• Collection entries:
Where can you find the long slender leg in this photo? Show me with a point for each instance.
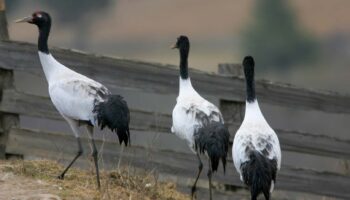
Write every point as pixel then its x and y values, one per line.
pixel 210 172
pixel 75 128
pixel 90 130
pixel 200 167
pixel 267 195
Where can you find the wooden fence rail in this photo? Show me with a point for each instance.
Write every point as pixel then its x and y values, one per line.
pixel 159 78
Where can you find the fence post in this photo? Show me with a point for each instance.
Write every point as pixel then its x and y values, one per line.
pixel 7 120
pixel 4 34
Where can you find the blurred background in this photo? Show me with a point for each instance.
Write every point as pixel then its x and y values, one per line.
pixel 306 43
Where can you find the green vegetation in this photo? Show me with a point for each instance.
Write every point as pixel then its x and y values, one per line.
pixel 275 39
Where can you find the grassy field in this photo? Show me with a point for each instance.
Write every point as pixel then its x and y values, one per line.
pixel 36 180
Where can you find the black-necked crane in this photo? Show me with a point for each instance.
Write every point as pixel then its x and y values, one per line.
pixel 198 121
pixel 79 99
pixel 256 150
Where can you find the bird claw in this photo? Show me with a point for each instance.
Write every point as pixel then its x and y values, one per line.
pixel 193 193
pixel 61 177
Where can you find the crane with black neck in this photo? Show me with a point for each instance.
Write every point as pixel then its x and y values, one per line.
pixel 79 99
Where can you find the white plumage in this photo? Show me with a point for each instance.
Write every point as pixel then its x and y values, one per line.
pixel 198 121
pixel 256 150
pixel 80 100
pixel 191 112
pixel 74 95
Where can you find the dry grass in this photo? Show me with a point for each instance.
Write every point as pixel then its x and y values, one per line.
pixel 80 184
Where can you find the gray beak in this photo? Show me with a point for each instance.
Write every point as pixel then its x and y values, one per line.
pixel 25 19
pixel 173 46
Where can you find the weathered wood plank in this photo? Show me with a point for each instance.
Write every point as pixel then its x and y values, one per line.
pixel 37 106
pixel 159 78
pixel 25 104
pixel 34 143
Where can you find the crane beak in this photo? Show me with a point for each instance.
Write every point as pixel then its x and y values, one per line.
pixel 25 19
pixel 174 46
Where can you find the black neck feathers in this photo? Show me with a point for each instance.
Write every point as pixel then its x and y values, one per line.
pixel 44 32
pixel 183 44
pixel 184 63
pixel 248 65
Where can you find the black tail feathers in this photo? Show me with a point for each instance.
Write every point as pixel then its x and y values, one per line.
pixel 258 173
pixel 114 113
pixel 213 139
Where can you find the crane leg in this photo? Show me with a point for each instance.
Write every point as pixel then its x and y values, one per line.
pixel 200 167
pixel 75 128
pixel 90 130
pixel 210 172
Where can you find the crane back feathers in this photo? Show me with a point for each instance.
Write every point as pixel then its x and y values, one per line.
pixel 258 173
pixel 213 138
pixel 114 113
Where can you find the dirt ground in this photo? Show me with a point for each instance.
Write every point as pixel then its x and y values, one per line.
pixel 36 180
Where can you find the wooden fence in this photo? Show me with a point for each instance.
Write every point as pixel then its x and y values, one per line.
pixel 153 147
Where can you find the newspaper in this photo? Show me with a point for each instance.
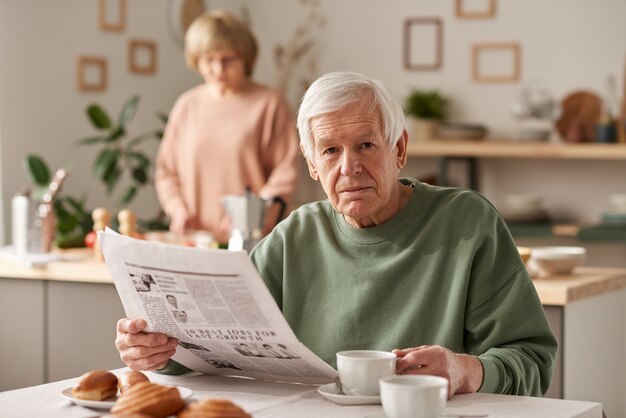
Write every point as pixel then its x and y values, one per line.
pixel 217 306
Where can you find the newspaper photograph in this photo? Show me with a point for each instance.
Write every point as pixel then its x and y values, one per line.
pixel 217 306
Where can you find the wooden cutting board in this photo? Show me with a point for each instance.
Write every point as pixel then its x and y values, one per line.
pixel 580 113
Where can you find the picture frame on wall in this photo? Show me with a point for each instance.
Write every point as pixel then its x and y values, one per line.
pixel 423 43
pixel 112 15
pixel 142 56
pixel 91 73
pixel 475 9
pixel 498 62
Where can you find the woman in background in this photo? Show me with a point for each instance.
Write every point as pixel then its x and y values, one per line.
pixel 225 135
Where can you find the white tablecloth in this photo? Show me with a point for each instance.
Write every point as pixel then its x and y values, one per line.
pixel 270 399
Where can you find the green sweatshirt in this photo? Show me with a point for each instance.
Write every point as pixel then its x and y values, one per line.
pixel 443 271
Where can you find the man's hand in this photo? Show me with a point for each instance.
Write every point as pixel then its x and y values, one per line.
pixel 464 372
pixel 183 222
pixel 141 350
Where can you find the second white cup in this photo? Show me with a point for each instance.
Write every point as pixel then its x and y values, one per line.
pixel 360 370
pixel 409 396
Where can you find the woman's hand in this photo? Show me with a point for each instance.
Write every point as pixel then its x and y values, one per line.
pixel 464 372
pixel 141 350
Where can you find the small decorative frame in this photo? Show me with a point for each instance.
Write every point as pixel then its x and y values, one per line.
pixel 135 47
pixel 117 26
pixel 437 60
pixel 85 64
pixel 488 12
pixel 512 47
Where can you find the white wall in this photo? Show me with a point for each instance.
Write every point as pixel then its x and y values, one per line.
pixel 42 110
pixel 566 44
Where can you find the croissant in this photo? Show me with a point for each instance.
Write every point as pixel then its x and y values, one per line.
pixel 213 408
pixel 158 401
pixel 95 385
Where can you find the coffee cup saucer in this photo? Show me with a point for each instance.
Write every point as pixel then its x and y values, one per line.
pixel 331 392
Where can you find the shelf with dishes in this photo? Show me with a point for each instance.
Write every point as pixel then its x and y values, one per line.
pixel 510 148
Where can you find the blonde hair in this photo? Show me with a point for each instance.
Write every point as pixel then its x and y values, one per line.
pixel 218 31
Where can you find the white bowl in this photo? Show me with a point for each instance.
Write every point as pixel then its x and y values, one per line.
pixel 556 260
pixel 523 202
pixel 618 202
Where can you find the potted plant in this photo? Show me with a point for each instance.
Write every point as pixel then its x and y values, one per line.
pixel 118 157
pixel 428 108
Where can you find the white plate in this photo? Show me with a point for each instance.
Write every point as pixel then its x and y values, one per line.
pixel 106 405
pixel 331 393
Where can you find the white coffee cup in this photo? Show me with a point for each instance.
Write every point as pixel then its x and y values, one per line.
pixel 360 370
pixel 409 396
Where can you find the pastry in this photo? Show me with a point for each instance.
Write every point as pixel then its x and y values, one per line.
pixel 95 385
pixel 129 379
pixel 158 401
pixel 213 408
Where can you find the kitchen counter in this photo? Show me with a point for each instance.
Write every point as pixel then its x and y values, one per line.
pixel 583 283
pixel 83 267
pixel 274 399
pixel 80 266
pixel 76 301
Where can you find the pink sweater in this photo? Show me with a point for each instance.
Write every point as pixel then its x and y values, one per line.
pixel 214 147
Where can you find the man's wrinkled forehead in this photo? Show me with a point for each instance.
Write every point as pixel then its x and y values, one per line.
pixel 354 113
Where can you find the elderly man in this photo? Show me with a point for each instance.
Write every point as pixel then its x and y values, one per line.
pixel 390 263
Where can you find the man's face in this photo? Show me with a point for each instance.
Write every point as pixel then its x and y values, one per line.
pixel 355 166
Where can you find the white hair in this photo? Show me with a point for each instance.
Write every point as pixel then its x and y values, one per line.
pixel 334 91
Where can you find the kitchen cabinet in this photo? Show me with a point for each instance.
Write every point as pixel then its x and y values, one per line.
pixel 22 329
pixel 587 313
pixel 57 322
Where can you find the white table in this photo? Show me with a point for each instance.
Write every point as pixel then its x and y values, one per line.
pixel 269 399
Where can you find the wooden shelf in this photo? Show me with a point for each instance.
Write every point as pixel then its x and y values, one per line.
pixel 510 149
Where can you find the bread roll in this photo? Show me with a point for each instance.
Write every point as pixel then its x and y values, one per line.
pixel 129 379
pixel 213 408
pixel 95 385
pixel 151 399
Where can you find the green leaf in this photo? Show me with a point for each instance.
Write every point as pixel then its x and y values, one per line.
pixel 128 196
pixel 37 170
pixel 116 134
pixel 91 140
pixel 140 158
pixel 105 162
pixel 136 141
pixel 98 117
pixel 128 112
pixel 78 206
pixel 112 179
pixel 140 175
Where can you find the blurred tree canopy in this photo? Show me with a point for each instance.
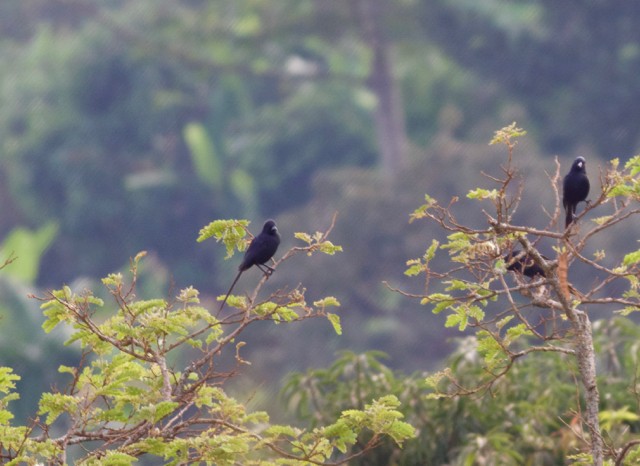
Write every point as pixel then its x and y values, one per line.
pixel 130 124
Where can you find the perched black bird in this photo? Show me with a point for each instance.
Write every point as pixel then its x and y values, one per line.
pixel 520 262
pixel 575 189
pixel 261 249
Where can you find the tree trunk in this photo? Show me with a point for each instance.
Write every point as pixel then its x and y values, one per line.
pixel 585 354
pixel 389 115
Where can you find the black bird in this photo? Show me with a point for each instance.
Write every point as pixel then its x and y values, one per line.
pixel 261 249
pixel 575 189
pixel 520 262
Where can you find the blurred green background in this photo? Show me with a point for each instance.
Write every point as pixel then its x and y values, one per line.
pixel 128 125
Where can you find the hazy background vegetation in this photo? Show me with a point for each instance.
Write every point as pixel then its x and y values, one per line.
pixel 128 125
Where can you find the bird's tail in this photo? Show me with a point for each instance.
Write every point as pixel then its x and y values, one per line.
pixel 230 289
pixel 569 217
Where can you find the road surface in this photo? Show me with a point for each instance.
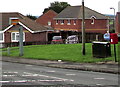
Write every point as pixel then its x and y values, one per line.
pixel 26 74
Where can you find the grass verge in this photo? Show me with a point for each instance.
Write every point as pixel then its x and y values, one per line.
pixel 64 52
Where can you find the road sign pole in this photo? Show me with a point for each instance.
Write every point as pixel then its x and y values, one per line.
pixel 115 52
pixel 21 41
pixel 83 28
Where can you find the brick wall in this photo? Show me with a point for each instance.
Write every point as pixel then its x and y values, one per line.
pixel 99 26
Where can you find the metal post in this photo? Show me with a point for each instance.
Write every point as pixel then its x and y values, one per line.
pixel 8 50
pixel 114 17
pixel 21 41
pixel 83 28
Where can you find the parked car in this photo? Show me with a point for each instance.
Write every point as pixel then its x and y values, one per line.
pixel 57 40
pixel 72 39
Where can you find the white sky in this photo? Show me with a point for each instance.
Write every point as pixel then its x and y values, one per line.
pixel 36 7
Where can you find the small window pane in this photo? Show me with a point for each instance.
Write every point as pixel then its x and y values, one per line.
pixel 17 36
pixel 1 36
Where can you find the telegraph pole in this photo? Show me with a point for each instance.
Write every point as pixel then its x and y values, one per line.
pixel 21 41
pixel 83 28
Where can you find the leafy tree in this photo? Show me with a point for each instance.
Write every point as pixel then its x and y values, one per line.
pixel 57 6
pixel 31 17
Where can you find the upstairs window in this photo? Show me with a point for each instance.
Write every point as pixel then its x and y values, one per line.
pixel 74 22
pixel 15 36
pixel 49 23
pixel 57 21
pixel 13 21
pixel 1 37
pixel 93 19
pixel 62 22
pixel 68 22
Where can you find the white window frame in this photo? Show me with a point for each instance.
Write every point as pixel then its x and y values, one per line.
pixel 16 38
pixel 49 23
pixel 62 22
pixel 93 19
pixel 74 22
pixel 10 20
pixel 2 38
pixel 68 22
pixel 57 21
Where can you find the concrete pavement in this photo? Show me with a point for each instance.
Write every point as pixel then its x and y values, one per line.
pixel 106 67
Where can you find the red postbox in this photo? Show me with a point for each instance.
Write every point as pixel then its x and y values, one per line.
pixel 113 38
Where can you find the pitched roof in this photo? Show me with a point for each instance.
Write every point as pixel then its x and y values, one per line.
pixel 72 12
pixel 23 19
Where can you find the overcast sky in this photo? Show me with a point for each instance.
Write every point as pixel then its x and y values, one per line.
pixel 36 7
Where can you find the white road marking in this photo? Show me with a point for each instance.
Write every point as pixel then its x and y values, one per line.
pixel 9 75
pixel 51 71
pixel 24 81
pixel 98 84
pixel 70 74
pixel 29 65
pixel 55 79
pixel 99 78
pixel 10 72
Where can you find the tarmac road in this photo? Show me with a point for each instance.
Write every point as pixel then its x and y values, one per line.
pixel 27 74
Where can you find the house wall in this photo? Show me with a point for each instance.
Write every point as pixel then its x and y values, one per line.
pixel 99 26
pixel 35 37
pixel 48 16
pixel 29 37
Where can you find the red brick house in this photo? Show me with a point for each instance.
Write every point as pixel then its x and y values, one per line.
pixel 70 19
pixel 118 24
pixel 32 31
pixel 47 18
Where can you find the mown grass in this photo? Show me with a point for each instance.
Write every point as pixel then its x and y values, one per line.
pixel 64 52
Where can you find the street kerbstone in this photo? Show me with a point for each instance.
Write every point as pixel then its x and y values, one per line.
pixel 107 67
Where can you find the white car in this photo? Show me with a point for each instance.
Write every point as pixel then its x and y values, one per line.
pixel 72 39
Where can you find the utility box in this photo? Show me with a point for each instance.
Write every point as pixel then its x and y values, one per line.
pixel 101 49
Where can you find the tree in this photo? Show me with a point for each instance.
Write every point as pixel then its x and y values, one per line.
pixel 31 17
pixel 57 6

• TASK BRIEF:
Please recast the records from the line with "Where can you find the white plumage" to the line with "pixel 74 95" as a two-column CSV headed record_text and answer, one row per record. Put each record's text and its answer in a single quoted field apiece, with line breaks turned into spaces.

• EXERCISE SOLUTION:
record_text,answer
"Where can you find the white plumage in this photo? Show me with a point for each instance. Write every point as pixel then its x and y values, one per line.","pixel 198 121 pixel 256 150 pixel 80 100 pixel 191 112 pixel 74 95"